▶ Text excerpt
-- begin --

Sunday, June 24, 2012

Gay Marriage: Obama, his conservative allies, and the denigration of women

Well, let's see how it goes. You know how it is with yardwork and beer. My wife's sense of neighborhood decorum requires the former, my body the latter. It is the natural consequence of a divine command. Jesus made wine at Cana, and I'm betting he drank some too. A while later he says: Let us make Bill in our image. Thus, it is not so much that I choose to drink beer (really good beer, as well) but that the beer chooses me. The only drawback is that Jesus knew when to quit and I almost do. Thus, rationality can elude at the very moment it's most needed. But I don't care. The people I want to criticize aren't all that rational either. And they probably have lousy taste in beer.

Anyway, some of you probably noticed when President of the United States Barack Obama (God, that gives me a headache) announced publicly his support for the same-sex caricature of marriage. Certain commentators called it an 'epiphany,' others an 'evolution' or 'progression.' That is, Obama had arrived at that point that sometimes follows years of earnest soul-searching, deep thought, and a thirst for truth. Like many a good penitent before him, he felt compelled to confess the error of his ways and to share that truth with the world. The theological bent of his mind had experienced a development of doctrine; he can now find permanent rest in the comfort of divine assurance.

-- end --

▶ Directive 1
Transcribe the portion of the blog post starting at "Well, let's see" and ending at "taste in beer.".
▶ Directive 2
List the words that, according to the blog post, commentators used to describe Obama's announcement.

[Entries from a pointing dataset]

-- begin --

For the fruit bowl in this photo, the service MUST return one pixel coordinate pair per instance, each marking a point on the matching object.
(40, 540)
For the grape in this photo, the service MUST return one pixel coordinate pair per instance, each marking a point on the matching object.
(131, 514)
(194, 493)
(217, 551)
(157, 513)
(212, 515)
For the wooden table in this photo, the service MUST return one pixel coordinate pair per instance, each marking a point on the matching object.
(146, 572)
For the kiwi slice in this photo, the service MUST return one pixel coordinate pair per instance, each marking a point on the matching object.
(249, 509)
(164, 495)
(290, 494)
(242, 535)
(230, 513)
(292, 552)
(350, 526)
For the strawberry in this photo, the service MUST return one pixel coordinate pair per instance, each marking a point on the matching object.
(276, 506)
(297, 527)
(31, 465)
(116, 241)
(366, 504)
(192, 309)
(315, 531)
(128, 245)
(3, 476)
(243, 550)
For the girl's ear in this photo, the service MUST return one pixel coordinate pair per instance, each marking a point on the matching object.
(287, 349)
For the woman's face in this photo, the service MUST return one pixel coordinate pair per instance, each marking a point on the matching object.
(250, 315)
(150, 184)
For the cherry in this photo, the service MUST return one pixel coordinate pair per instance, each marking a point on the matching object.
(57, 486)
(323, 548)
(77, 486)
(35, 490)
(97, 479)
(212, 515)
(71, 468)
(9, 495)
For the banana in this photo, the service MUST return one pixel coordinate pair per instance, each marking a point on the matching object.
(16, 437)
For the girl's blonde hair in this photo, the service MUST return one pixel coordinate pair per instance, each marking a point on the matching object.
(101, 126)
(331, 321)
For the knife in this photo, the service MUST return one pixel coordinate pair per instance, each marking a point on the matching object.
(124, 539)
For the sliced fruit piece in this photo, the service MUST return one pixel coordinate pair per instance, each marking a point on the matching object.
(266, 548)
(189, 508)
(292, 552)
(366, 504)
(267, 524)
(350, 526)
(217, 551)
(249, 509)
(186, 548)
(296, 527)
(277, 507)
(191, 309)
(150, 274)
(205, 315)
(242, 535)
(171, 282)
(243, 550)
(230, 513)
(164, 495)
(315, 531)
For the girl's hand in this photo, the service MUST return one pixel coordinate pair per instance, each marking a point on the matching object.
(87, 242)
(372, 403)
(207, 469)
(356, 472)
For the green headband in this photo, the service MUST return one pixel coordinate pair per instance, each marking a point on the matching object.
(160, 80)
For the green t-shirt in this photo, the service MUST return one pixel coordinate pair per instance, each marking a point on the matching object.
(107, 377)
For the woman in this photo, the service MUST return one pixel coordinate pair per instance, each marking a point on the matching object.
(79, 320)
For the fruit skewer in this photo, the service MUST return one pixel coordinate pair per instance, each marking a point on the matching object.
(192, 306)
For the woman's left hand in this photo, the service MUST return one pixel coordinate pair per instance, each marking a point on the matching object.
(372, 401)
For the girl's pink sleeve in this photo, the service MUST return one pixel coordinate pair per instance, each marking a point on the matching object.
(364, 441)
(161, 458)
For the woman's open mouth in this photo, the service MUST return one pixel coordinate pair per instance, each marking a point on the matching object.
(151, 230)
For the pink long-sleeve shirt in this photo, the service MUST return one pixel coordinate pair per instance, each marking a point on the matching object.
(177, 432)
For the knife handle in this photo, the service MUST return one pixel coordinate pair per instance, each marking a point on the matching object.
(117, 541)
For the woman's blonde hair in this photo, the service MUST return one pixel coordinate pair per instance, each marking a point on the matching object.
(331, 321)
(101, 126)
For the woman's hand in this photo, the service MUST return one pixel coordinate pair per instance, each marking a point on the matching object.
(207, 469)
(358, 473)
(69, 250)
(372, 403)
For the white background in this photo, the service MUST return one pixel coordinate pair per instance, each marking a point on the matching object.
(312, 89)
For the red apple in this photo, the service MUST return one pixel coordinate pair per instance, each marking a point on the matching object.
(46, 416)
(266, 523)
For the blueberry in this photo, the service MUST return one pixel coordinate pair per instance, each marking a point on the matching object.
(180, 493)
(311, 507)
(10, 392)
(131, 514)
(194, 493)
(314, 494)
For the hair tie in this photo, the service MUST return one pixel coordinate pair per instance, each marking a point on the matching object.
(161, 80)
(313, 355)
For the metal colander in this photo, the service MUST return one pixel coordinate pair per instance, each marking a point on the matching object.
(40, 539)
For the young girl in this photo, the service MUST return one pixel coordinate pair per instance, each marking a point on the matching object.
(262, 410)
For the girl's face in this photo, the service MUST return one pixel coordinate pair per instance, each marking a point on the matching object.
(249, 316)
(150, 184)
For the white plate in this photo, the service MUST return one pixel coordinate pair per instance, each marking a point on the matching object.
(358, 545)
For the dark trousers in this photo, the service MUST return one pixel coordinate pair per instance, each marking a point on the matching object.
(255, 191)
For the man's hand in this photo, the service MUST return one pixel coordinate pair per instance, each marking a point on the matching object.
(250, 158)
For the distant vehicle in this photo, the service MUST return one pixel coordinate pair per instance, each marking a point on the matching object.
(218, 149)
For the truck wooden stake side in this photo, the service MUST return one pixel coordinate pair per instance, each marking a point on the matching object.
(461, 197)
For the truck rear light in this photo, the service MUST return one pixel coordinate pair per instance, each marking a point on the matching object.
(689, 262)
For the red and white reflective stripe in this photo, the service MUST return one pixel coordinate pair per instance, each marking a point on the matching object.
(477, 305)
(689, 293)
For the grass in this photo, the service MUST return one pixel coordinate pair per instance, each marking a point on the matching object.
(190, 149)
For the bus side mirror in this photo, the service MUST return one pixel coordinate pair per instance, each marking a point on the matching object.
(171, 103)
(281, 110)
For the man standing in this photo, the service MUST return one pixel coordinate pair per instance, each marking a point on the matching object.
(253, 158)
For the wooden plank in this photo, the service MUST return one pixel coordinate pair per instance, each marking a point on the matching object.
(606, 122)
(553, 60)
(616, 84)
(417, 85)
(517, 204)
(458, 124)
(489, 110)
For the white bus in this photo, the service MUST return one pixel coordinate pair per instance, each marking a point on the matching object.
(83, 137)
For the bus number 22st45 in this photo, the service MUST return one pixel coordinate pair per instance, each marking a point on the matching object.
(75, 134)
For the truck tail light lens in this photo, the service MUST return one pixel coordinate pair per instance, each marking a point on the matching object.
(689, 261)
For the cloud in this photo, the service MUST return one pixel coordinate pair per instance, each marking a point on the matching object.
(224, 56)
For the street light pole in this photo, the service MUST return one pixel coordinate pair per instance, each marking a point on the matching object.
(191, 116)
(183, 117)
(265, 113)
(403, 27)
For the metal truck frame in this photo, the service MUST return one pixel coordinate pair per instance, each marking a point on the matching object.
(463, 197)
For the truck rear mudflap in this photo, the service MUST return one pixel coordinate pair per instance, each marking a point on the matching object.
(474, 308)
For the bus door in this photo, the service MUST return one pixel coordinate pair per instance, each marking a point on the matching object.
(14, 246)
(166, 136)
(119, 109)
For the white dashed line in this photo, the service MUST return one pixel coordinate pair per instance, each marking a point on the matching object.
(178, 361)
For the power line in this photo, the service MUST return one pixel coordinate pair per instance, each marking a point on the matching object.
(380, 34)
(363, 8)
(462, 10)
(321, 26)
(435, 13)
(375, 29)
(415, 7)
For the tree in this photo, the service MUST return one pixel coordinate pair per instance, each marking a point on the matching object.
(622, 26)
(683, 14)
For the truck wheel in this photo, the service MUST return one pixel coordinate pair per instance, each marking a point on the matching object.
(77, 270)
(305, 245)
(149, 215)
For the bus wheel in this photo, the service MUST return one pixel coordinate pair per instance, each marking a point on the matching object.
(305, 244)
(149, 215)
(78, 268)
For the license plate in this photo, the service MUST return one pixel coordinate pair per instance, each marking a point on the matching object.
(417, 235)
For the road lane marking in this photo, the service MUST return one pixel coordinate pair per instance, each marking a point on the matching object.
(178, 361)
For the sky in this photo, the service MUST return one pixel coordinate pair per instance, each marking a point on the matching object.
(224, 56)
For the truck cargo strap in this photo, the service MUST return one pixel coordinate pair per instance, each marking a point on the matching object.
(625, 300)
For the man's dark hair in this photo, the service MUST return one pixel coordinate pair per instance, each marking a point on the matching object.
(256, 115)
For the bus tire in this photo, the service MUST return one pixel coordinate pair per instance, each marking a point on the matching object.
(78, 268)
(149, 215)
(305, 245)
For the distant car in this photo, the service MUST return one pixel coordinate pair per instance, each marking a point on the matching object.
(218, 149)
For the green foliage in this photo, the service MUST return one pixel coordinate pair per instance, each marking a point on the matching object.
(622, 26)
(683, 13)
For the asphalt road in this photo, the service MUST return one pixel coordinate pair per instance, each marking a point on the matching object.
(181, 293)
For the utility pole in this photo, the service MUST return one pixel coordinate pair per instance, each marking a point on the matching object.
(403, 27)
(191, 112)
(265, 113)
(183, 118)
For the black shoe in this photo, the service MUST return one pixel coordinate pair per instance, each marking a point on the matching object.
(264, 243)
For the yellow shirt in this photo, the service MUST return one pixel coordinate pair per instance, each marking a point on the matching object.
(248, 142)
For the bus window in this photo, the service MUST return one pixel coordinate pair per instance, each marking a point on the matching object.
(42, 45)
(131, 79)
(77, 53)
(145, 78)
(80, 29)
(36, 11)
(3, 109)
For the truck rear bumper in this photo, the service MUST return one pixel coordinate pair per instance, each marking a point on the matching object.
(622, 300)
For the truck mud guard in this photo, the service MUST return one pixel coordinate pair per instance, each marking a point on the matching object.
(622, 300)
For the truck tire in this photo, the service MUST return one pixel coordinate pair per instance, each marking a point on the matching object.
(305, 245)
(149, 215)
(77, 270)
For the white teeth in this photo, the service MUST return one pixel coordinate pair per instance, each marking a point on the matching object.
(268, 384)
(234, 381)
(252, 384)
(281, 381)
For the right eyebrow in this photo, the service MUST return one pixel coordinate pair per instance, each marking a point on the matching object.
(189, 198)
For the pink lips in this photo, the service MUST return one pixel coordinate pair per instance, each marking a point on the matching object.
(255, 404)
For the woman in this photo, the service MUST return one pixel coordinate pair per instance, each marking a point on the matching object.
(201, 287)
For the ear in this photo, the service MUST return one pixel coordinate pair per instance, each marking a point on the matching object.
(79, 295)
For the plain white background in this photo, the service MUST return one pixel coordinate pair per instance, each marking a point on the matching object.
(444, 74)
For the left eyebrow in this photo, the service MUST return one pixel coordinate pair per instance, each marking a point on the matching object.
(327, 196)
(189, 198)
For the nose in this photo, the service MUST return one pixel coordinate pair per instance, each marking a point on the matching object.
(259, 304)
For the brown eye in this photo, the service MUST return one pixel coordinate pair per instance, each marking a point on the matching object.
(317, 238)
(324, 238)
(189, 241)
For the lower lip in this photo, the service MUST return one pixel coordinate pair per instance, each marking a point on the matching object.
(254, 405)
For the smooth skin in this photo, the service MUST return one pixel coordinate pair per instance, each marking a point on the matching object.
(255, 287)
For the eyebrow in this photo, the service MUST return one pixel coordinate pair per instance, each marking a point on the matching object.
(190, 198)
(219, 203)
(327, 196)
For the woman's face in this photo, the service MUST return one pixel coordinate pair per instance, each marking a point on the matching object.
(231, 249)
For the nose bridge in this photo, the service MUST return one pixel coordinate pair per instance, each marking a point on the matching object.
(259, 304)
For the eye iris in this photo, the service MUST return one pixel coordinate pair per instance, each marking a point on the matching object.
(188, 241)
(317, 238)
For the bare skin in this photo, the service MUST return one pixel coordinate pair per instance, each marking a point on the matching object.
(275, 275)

-- end --

▶ Task response 1
Well, let's see how it goes. You know how it is with yardwork and beer. My wife's sense of neighborhood decorum requires the former, my body the latter. It is the natural consequence of a divine command. Jesus made wine at Cana, and I'm betting he drank some too. A while later he says: Let us make Bill in our image. Thus, it is not so much that I choose to drink beer (really good beer, as well) but that the beer chooses me. The only drawback is that Jesus knew when to quit and I almost do. Thus, rationality can elude at the very moment it's most needed. But I don't care. The people I want to criticize aren't all that rational either. And they probably have lousy taste in beer.

▶ Task response 2
epiphany, evolution, progression